- WORK INSTRUCTION -
The records follow. Copy them exactly, but omit the pictures.

[Opening PROVIDED ENTRIES section]

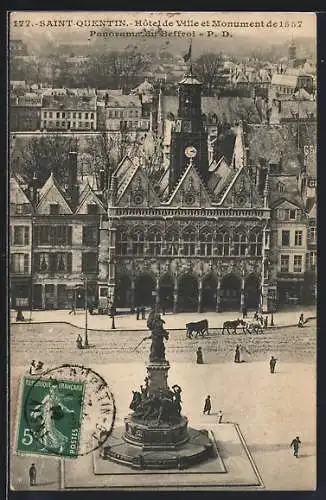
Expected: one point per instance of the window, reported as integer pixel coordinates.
(172, 242)
(312, 234)
(206, 241)
(155, 242)
(285, 238)
(313, 260)
(298, 238)
(121, 243)
(138, 242)
(255, 243)
(285, 263)
(90, 236)
(21, 235)
(240, 243)
(53, 235)
(92, 209)
(54, 209)
(189, 241)
(103, 292)
(297, 264)
(56, 262)
(89, 262)
(20, 263)
(223, 244)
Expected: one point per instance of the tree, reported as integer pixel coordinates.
(41, 156)
(207, 67)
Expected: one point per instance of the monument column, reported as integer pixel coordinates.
(132, 298)
(175, 296)
(242, 295)
(218, 295)
(200, 296)
(157, 296)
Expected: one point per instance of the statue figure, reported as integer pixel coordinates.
(155, 324)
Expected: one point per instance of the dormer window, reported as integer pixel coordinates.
(280, 187)
(54, 209)
(92, 209)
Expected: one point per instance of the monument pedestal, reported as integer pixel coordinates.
(157, 373)
(156, 435)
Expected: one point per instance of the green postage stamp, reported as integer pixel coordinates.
(50, 417)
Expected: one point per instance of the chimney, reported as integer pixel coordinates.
(72, 177)
(102, 180)
(34, 190)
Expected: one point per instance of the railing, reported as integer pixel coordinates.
(170, 212)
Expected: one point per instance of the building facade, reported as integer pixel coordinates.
(220, 235)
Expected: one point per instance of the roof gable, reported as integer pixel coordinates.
(88, 197)
(17, 194)
(137, 190)
(190, 190)
(51, 194)
(241, 192)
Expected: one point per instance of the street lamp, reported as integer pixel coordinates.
(113, 317)
(86, 313)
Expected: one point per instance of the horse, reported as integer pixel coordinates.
(232, 325)
(200, 328)
(253, 327)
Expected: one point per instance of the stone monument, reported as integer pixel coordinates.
(156, 435)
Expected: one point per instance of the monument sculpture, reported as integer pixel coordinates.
(156, 435)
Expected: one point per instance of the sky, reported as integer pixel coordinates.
(78, 24)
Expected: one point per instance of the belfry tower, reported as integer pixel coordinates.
(188, 136)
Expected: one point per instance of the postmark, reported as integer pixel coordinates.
(68, 411)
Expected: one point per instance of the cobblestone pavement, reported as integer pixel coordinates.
(270, 409)
(128, 321)
(56, 343)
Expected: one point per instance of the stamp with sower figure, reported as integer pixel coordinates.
(69, 411)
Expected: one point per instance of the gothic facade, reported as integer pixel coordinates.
(198, 241)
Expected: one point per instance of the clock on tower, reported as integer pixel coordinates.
(188, 135)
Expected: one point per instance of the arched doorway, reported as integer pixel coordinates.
(252, 292)
(188, 293)
(209, 293)
(123, 291)
(166, 292)
(144, 286)
(230, 293)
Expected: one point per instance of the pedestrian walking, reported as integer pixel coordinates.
(272, 364)
(295, 445)
(301, 321)
(20, 316)
(237, 354)
(32, 475)
(199, 354)
(73, 309)
(207, 406)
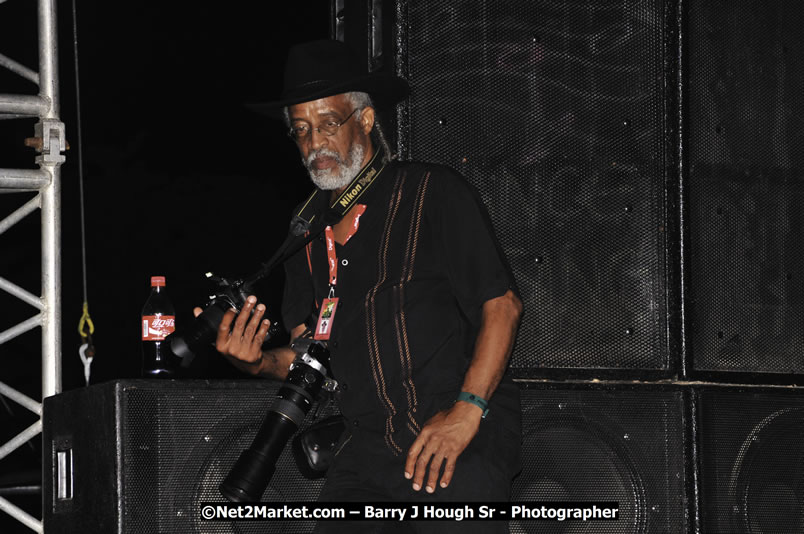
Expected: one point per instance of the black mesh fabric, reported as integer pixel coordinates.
(181, 442)
(752, 476)
(555, 112)
(604, 445)
(746, 185)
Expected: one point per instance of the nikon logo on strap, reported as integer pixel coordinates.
(356, 188)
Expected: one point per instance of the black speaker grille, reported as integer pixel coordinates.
(596, 445)
(746, 185)
(555, 112)
(753, 462)
(182, 441)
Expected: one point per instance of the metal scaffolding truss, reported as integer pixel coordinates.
(46, 181)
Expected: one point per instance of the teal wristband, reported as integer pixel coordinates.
(480, 402)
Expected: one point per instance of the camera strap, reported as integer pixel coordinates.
(311, 220)
(309, 212)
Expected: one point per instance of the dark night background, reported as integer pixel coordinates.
(179, 178)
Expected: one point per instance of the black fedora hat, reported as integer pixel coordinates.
(318, 69)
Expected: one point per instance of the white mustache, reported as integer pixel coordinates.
(322, 152)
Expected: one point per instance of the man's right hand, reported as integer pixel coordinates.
(241, 342)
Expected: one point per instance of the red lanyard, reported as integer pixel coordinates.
(331, 254)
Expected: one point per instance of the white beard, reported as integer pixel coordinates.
(340, 175)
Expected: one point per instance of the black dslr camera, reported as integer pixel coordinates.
(307, 376)
(202, 332)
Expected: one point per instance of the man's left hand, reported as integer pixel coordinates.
(443, 439)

[Closing PROVIDED ENTRIES section]

- COMPLETED TASK -
Expected: one point per instance of the window, reported as integer pixel coordinates.
(172, 242)
(312, 234)
(206, 241)
(155, 242)
(285, 238)
(313, 260)
(298, 238)
(121, 243)
(138, 242)
(255, 243)
(285, 263)
(90, 236)
(21, 235)
(240, 243)
(53, 235)
(92, 209)
(54, 209)
(189, 241)
(103, 292)
(297, 264)
(56, 262)
(89, 262)
(20, 263)
(223, 244)
Expected: one point per instance of the tree, reported as integer pixel coordinates.
(41, 156)
(207, 67)
Expected: one point per instance of the monument column, reported as integer pixel coordinates.
(132, 298)
(175, 296)
(242, 295)
(218, 295)
(200, 296)
(157, 296)
Expected: one point per instance of the statue figure, reported as integer pixel coordinates.
(155, 324)
Expected: one point per instance of the dormer window, reported as integer pixel coordinates.
(280, 187)
(54, 209)
(92, 209)
Expected: one point per instance of the monument pedestal, reported as integer pixel coordinates.
(157, 373)
(156, 435)
Expected: one point per instance of the green postage stamp, reported as integer pixel coordinates.
(50, 417)
Expected: one point per instance of the chimney, reported as integer pixel coordinates.
(72, 177)
(102, 180)
(34, 190)
Expected: one point per instance of the railing, reported as integer pixel coordinates.
(170, 212)
Expected: one point per instance of the building facade, reported as integer pixel coordinates.
(220, 235)
Expected: one point per instance of the roof gable, reported as integer pixel coordinates.
(88, 197)
(17, 194)
(137, 190)
(190, 190)
(51, 194)
(241, 192)
Expected: one point per instance of the street lamp, reported as integer pixel coordinates.
(113, 317)
(86, 313)
Expected: one point per instance of the horse, reported as integer pixel coordinates.
(232, 325)
(200, 328)
(253, 327)
Expected: one point per instance of the stone monument, reported as integer pixel coordinates.
(156, 435)
Expected: one point per instance of the monument sculpture, reported as integer pixel coordinates.
(156, 435)
Expected: one point per instance of the sky, reported as integer pixel coordinates.
(78, 24)
Expected: one point per instance of the belfry tower, reported as integer pixel coordinates.
(188, 136)
Expected: one point per instance of the postmark, reported as integer pixel coordinates.
(68, 411)
Expected: one point per instance of the cobblestone pavement, reported as integer pixel coordinates.
(270, 409)
(128, 321)
(56, 343)
Expected: one point per instance of the stamp with sower figure, reported as integer pixel coordinates.
(69, 411)
Expected: one point per instance of the gothic facade, reported as integer pixel coordinates.
(198, 241)
Expected: one point per instance of the clock on tower, reported as integer pixel coordinates.
(188, 135)
Expected: one point per instance of the arched doorway, reported as integer pixel coordinates.
(252, 292)
(188, 293)
(209, 293)
(123, 291)
(166, 292)
(144, 286)
(230, 293)
Expected: one point per instance of the pedestrian walking, reported as integer pixel coordinates.
(272, 364)
(295, 445)
(301, 321)
(20, 316)
(237, 354)
(32, 475)
(199, 354)
(73, 309)
(207, 406)
Expected: one point per instance of the black mesh fabric, reported as integer pixel coordinates.
(181, 442)
(752, 476)
(555, 112)
(604, 445)
(746, 185)
Expected: one point per instance of the nikon logo on strap, reported as integer pixel coordinates.
(356, 188)
Expected: one point per instance of the black speaker grille, reported as integer pixel coordinates.
(596, 445)
(746, 185)
(555, 112)
(753, 462)
(182, 441)
Expected: one point per instance of the metal scaffolding truss, reported as integer pixel coordinates.
(46, 181)
Expected: one point per instance of the teal wristband, reported as integer pixel coordinates.
(480, 402)
Expected: one point per instance of the camera strap, reported as integer pixel coordinates.
(311, 220)
(309, 212)
Expected: one point per instance of the dark night background, reported as integer pixel coordinates.
(179, 178)
Expected: one point per instance of the black fedora hat, reported as integer pixel coordinates.
(318, 69)
Expected: one point per instance of the white mustache, reported as integer pixel coordinates.
(322, 152)
Expected: one point per instance of the man's right hand, reported as integer pixel coordinates.
(241, 342)
Expected: one point per instance of the red lanyard, reported as integer pixel coordinates.
(331, 254)
Expected: one point per instance of the white beard, reported as integer pixel coordinates.
(340, 175)
Expected: one point per instance of the black dslr camera, reported as integer pixel coordinates.
(307, 376)
(202, 332)
Expected: one point per instance of the man's left hand, reported as integer pixel coordinates.
(443, 439)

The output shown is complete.